● Written request
Write out the records again, exactly, leaving none out.

● Recorded information
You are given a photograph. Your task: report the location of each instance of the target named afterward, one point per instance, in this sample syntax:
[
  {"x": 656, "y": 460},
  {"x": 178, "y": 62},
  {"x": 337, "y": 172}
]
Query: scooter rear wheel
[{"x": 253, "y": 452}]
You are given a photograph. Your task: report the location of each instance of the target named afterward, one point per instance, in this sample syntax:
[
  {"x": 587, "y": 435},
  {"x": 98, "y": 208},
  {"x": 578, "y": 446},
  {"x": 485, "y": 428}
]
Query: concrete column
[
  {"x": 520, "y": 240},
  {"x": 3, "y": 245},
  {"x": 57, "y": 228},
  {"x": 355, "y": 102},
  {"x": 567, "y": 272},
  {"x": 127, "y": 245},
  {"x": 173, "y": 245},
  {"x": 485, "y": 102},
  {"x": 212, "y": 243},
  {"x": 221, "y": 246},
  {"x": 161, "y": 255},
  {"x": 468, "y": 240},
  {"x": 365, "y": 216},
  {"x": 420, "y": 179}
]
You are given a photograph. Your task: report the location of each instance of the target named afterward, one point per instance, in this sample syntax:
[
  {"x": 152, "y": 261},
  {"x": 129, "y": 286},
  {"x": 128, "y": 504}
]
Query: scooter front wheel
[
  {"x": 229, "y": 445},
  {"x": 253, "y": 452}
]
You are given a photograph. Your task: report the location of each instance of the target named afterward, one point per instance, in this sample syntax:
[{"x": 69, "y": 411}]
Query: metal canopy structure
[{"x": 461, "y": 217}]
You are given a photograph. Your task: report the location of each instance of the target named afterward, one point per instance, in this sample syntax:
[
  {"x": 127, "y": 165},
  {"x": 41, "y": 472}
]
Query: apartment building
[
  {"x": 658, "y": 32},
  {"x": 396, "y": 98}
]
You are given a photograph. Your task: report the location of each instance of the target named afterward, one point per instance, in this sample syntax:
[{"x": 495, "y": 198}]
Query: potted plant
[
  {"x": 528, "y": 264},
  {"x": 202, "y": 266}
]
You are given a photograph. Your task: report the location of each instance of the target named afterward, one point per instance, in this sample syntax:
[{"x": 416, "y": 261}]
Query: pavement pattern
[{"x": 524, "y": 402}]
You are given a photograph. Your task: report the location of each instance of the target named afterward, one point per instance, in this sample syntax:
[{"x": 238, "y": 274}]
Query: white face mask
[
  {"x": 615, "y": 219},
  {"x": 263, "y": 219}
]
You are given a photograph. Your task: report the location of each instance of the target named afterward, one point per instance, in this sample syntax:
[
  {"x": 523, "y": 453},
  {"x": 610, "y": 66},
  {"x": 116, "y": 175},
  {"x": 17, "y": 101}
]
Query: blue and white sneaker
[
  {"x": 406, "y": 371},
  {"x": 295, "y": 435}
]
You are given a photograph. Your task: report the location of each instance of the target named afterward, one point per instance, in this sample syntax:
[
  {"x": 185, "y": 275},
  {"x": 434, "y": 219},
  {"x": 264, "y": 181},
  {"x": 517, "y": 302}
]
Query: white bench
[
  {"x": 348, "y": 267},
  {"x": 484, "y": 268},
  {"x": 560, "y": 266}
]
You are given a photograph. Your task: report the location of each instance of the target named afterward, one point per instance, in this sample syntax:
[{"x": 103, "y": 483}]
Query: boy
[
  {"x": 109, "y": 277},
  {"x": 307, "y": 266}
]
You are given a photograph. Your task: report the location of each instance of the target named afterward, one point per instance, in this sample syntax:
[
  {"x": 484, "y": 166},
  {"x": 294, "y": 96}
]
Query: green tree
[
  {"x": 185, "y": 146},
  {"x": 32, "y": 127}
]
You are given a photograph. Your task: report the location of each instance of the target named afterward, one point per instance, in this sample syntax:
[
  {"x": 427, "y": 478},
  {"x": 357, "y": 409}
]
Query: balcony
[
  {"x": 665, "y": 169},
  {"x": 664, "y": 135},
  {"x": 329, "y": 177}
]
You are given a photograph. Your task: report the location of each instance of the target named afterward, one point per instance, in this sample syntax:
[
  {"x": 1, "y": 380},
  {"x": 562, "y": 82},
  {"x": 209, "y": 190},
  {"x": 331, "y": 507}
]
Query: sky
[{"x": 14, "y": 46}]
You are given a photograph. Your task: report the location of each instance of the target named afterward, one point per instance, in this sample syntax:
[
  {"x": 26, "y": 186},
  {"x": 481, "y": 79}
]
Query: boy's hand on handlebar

● Final answer
You are given a photograph. Your task: report the location of each instance of the target named afterward, one point per instance, in this sample syntax:
[
  {"x": 656, "y": 460},
  {"x": 178, "y": 62},
  {"x": 337, "y": 172}
]
Query: scooter rear wheel
[{"x": 253, "y": 452}]
You are given a photograph. Your task: report the location of each instance of the target named afterward, one point per instance, in this sample syntax:
[
  {"x": 587, "y": 435},
  {"x": 98, "y": 208},
  {"x": 578, "y": 446},
  {"x": 485, "y": 428}
]
Query: concrete column
[
  {"x": 520, "y": 240},
  {"x": 3, "y": 245},
  {"x": 57, "y": 228},
  {"x": 355, "y": 102},
  {"x": 567, "y": 272},
  {"x": 127, "y": 245},
  {"x": 173, "y": 245},
  {"x": 485, "y": 102},
  {"x": 212, "y": 243},
  {"x": 221, "y": 246},
  {"x": 161, "y": 255},
  {"x": 468, "y": 240},
  {"x": 365, "y": 216},
  {"x": 420, "y": 179}
]
You are given a photograph. Your task: report the location of each instance of the target named afterward, one point per instance, in this sample syntax:
[
  {"x": 152, "y": 261},
  {"x": 129, "y": 286},
  {"x": 128, "y": 504}
]
Query: scooter front wheel
[
  {"x": 229, "y": 445},
  {"x": 253, "y": 452}
]
You are given a photograph. Your task: report the location of each instance of the target named afterward, one point per instance, in this sample syntax:
[{"x": 69, "y": 411}]
Query: metal canopy structure
[{"x": 461, "y": 217}]
You are given a photograph. Your task: report the location of each instance of the target named afterward, one point per instance, in this sample syntax:
[
  {"x": 127, "y": 165},
  {"x": 41, "y": 472}
]
Query: apartment building
[
  {"x": 658, "y": 32},
  {"x": 396, "y": 98}
]
You are given a photograph. Your task: report the location of each instance of the target named afterward, one point per instance, in this sample syntax:
[{"x": 495, "y": 198}]
Query: potted plant
[
  {"x": 528, "y": 264},
  {"x": 202, "y": 266}
]
You are given a photograph. Your task: report the location of each instance of the target named afterward, one point per instance, in this sample syntax:
[{"x": 416, "y": 261}]
Query: pavement pattern
[{"x": 524, "y": 402}]
You are given a photograph. Your task: report the location of each instance of the target named afterward, one point per instance, in this sample syntax:
[{"x": 238, "y": 274}]
Query: white face mask
[
  {"x": 615, "y": 219},
  {"x": 263, "y": 219}
]
You are given a photograph. Your task: report the location of each instance of the target named afterward, one point per instance, in this sample syntax:
[
  {"x": 523, "y": 453},
  {"x": 610, "y": 66},
  {"x": 116, "y": 175},
  {"x": 17, "y": 101}
]
Query: blue and white sneaker
[
  {"x": 406, "y": 371},
  {"x": 295, "y": 435}
]
You are given a photograph. Your task: report the location of each instance of the target named afterward, one point per instance, in this sample syntax:
[
  {"x": 185, "y": 275},
  {"x": 434, "y": 219},
  {"x": 264, "y": 181},
  {"x": 517, "y": 302}
]
Query: white bench
[
  {"x": 348, "y": 267},
  {"x": 484, "y": 268},
  {"x": 560, "y": 266}
]
You are given a photograph. Your task: report the location of each instance of the target named afterward, one point per instance, in this sample syntax:
[{"x": 103, "y": 483}]
Query: boy
[
  {"x": 109, "y": 277},
  {"x": 307, "y": 266}
]
You are given a photograph. Your task: report the location of each instance of the target named afterward, one point per instance, in this sample syntax:
[
  {"x": 484, "y": 166},
  {"x": 294, "y": 96}
]
Query: green tree
[
  {"x": 185, "y": 146},
  {"x": 32, "y": 127}
]
You are given a photograph. Your task: report the location of each instance of the target named afterward, one point per instance, in this sample syntax:
[
  {"x": 427, "y": 478},
  {"x": 357, "y": 409}
]
Query: balcony
[
  {"x": 665, "y": 169},
  {"x": 664, "y": 135},
  {"x": 329, "y": 177}
]
You are given a photograph. Your task: report the location of each instance of the target named afterward, one point per instance, in this sample syntax:
[
  {"x": 1, "y": 380},
  {"x": 562, "y": 82},
  {"x": 209, "y": 190},
  {"x": 331, "y": 507}
]
Query: sky
[{"x": 14, "y": 46}]
You are given a photograph. Your task: report the location of each instance of the target named afterward, one point per instance, in this sample syntax:
[
  {"x": 26, "y": 186},
  {"x": 481, "y": 79}
]
Query: boy's hand on handlebar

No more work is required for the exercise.